Material for this task:
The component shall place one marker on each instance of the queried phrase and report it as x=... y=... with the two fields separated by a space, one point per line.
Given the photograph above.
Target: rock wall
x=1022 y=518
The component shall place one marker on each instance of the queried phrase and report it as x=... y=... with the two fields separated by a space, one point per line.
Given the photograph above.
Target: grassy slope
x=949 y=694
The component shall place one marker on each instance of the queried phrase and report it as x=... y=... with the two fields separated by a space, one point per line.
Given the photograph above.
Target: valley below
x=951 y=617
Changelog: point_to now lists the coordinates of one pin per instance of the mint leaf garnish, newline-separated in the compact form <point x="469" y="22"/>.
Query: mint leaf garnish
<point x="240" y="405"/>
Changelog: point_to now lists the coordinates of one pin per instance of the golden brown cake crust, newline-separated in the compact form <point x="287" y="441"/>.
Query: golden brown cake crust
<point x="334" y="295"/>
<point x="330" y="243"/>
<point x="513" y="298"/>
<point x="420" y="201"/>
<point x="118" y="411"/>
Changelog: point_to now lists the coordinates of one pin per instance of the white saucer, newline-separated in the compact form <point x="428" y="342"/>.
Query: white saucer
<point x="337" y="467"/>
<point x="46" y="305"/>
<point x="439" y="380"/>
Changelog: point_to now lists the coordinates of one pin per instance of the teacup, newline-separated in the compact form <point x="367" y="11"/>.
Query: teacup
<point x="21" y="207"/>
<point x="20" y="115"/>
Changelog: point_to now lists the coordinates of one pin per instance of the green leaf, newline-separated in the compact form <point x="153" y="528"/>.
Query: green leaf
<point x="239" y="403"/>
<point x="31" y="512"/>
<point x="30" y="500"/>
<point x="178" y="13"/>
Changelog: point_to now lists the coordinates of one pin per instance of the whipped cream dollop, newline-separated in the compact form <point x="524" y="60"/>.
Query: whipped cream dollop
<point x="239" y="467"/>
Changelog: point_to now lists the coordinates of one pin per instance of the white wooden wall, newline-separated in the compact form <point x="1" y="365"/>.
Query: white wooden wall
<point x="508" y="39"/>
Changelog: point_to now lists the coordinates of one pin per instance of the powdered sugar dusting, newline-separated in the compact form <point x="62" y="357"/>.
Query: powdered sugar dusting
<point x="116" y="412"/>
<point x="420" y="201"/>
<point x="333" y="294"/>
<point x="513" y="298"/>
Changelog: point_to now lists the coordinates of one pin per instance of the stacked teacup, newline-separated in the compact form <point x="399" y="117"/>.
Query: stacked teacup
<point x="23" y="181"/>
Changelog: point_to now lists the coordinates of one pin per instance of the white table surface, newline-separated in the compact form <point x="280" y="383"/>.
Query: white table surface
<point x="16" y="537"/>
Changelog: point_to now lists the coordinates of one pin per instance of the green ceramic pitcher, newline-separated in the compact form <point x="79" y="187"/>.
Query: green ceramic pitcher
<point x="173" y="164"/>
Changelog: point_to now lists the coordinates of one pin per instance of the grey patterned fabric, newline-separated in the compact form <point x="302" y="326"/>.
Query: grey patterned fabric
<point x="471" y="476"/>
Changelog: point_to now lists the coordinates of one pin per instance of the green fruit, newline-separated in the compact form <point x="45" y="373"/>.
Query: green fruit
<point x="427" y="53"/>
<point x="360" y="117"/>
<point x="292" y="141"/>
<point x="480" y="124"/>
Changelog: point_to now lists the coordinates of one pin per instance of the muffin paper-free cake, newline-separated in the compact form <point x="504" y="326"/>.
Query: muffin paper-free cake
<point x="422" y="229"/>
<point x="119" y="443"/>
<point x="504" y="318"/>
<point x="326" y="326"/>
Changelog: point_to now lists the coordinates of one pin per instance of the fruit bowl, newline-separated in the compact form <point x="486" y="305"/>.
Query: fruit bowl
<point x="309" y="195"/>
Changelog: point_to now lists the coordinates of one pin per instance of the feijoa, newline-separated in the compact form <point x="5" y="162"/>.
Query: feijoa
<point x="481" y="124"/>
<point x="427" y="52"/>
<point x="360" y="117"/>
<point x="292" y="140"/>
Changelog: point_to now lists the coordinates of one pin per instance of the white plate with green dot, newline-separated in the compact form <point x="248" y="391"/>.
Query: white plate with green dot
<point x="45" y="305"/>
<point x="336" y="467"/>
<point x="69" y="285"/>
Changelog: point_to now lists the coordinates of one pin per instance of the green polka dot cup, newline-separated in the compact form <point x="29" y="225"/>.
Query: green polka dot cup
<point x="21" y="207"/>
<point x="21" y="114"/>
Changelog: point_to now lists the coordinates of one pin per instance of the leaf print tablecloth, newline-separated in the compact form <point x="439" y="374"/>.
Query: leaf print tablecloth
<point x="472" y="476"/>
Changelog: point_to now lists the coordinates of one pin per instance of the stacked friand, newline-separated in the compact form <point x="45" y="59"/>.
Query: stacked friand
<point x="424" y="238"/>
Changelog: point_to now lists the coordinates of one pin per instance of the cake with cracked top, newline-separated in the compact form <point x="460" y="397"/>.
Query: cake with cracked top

Task prompt:
Turn every line of the items above into a JSON list of strings, one string per line, leaving out blank lines.

The result:
[
  "The component shall place one marker on each instance of the queried phrase and report it as x=... y=... with the two fields separated by a space, one point per line.",
  "Given the photograph above.",
  "Target: rock wall",
  "x=1022 y=518",
  "The component shall place one marker on each instance of the queried phrase and report it as x=... y=... with the two fields separated by a space, one point per line.",
  "Given the photograph above.",
  "Target: grassy slope",
  "x=949 y=694",
  "The component shall place one marker on each instance of the queried phrase and report it as x=... y=... with the two fields separated by a space, one point per line.",
  "Given the photograph above.",
  "Target: valley below",
  "x=951 y=617",
  "Changelog: point_to now lists the coordinates of one pin per instance of the mint leaf garnish, newline-separated in the compact form <point x=\"469\" y=\"22\"/>.",
  "Query: mint leaf garnish",
  "<point x=\"240\" y=\"405\"/>",
  "Changelog: point_to now lists the coordinates of one pin per instance of the golden brown cake crust, newline-separated in the compact form <point x=\"287\" y=\"441\"/>.",
  "Query: golden brown cake crust",
  "<point x=\"334\" y=\"295\"/>",
  "<point x=\"330\" y=\"243\"/>",
  "<point x=\"513\" y=\"298\"/>",
  "<point x=\"420\" y=\"201\"/>",
  "<point x=\"118\" y=\"411\"/>",
  "Changelog: point_to now lists the coordinates of one pin per instance of the white saucer, newline-separated in the compact form <point x=\"428\" y=\"342\"/>.",
  "Query: white saucer",
  "<point x=\"337\" y=\"467\"/>",
  "<point x=\"46\" y=\"305\"/>",
  "<point x=\"439\" y=\"380\"/>",
  "Changelog: point_to now lists the coordinates of one pin per instance of the teacup, newline-separated in the compact form <point x=\"367\" y=\"11\"/>.",
  "Query: teacup",
  "<point x=\"21\" y=\"207\"/>",
  "<point x=\"20\" y=\"115\"/>",
  "Changelog: point_to now lists the coordinates of one pin per instance of the green leaf, newline-separated in the compact form <point x=\"153\" y=\"528\"/>.",
  "Query: green leaf",
  "<point x=\"239\" y=\"403\"/>",
  "<point x=\"31\" y=\"512\"/>",
  "<point x=\"30\" y=\"500\"/>",
  "<point x=\"178\" y=\"13\"/>",
  "Changelog: point_to now lists the coordinates of one pin per instance of the whipped cream dollop, newline-separated in the compact form <point x=\"524\" y=\"60\"/>.",
  "Query: whipped cream dollop",
  "<point x=\"239\" y=\"467\"/>",
  "Changelog: point_to now lists the coordinates of one pin per instance of the white wooden wall, newline-separated in the compact form <point x=\"1\" y=\"365\"/>.",
  "Query: white wooden wall",
  "<point x=\"508\" y=\"39\"/>",
  "Changelog: point_to now lists the coordinates of one pin per instance of the powdered sugar dusting, newline-separated in the compact form <point x=\"62\" y=\"357\"/>.",
  "Query: powdered sugar dusting",
  "<point x=\"116\" y=\"412\"/>",
  "<point x=\"420\" y=\"201\"/>",
  "<point x=\"333\" y=\"294\"/>",
  "<point x=\"513\" y=\"298\"/>",
  "Changelog: point_to now lists the coordinates of one pin per instance of the stacked teacup, newline-separated in the compact form <point x=\"399\" y=\"117\"/>.",
  "Query: stacked teacup",
  "<point x=\"23\" y=\"181\"/>",
  "Changelog: point_to now lists the coordinates of one pin per instance of the white table surface, newline-separated in the compact form <point x=\"280\" y=\"383\"/>.",
  "Query: white table surface",
  "<point x=\"16\" y=\"537\"/>",
  "Changelog: point_to now lists the coordinates of one pin per instance of the green ceramic pitcher, newline-separated in the compact form <point x=\"79\" y=\"187\"/>.",
  "Query: green ceramic pitcher",
  "<point x=\"173\" y=\"164\"/>",
  "Changelog: point_to now lists the coordinates of one pin per instance of the grey patterned fabric, newline-separated in the compact form <point x=\"302\" y=\"326\"/>.",
  "Query: grey patterned fabric",
  "<point x=\"471\" y=\"476\"/>",
  "Changelog: point_to now lists the coordinates of one pin per instance of the green fruit, newline-separated in the compact form <point x=\"45\" y=\"373\"/>.",
  "Query: green fruit",
  "<point x=\"427\" y=\"53\"/>",
  "<point x=\"360\" y=\"117\"/>",
  "<point x=\"292\" y=\"141\"/>",
  "<point x=\"480\" y=\"124\"/>",
  "Changelog: point_to now lists the coordinates of one pin per instance of the muffin paper-free cake, newline-separated in the compact form <point x=\"504\" y=\"326\"/>.",
  "Query: muffin paper-free cake",
  "<point x=\"422\" y=\"229\"/>",
  "<point x=\"119\" y=\"443\"/>",
  "<point x=\"504\" y=\"318\"/>",
  "<point x=\"326\" y=\"326\"/>",
  "Changelog: point_to now lists the coordinates of one pin per instance of the fruit bowl, newline-separated in the compact form <point x=\"486\" y=\"305\"/>.",
  "Query: fruit bowl",
  "<point x=\"309\" y=\"195\"/>",
  "Changelog: point_to now lists the coordinates of one pin per instance of the feijoa, newline-separated in the compact form <point x=\"5\" y=\"162\"/>.",
  "Query: feijoa",
  "<point x=\"481\" y=\"124\"/>",
  "<point x=\"427\" y=\"52\"/>",
  "<point x=\"360\" y=\"117\"/>",
  "<point x=\"292\" y=\"140\"/>",
  "Changelog: point_to now lists the coordinates of one pin per instance of the white plate with green dot, newline-separated in the compact form <point x=\"248\" y=\"391\"/>.",
  "Query: white plate with green dot",
  "<point x=\"45\" y=\"305\"/>",
  "<point x=\"336\" y=\"467\"/>",
  "<point x=\"69\" y=\"285\"/>",
  "Changelog: point_to now lists the coordinates of one pin per instance of the green polka dot cup, newline-separated in the compact form <point x=\"29\" y=\"225\"/>.",
  "Query: green polka dot cup",
  "<point x=\"21\" y=\"207\"/>",
  "<point x=\"21\" y=\"114\"/>",
  "Changelog: point_to now lists the coordinates of one pin per instance of the leaf print tablecloth, newline-separated in the compact form <point x=\"439\" y=\"374\"/>.",
  "Query: leaf print tablecloth",
  "<point x=\"472\" y=\"476\"/>",
  "Changelog: point_to now lists the coordinates of one pin per instance of the stacked friand, newline-separated in the compact form <point x=\"45\" y=\"59\"/>.",
  "Query: stacked friand",
  "<point x=\"424\" y=\"238\"/>",
  "Changelog: point_to now lists the coordinates of one pin per instance of the cake with cracked top, newline-separated in the compact form <point x=\"460\" y=\"397\"/>.",
  "Query: cake with cracked top"
]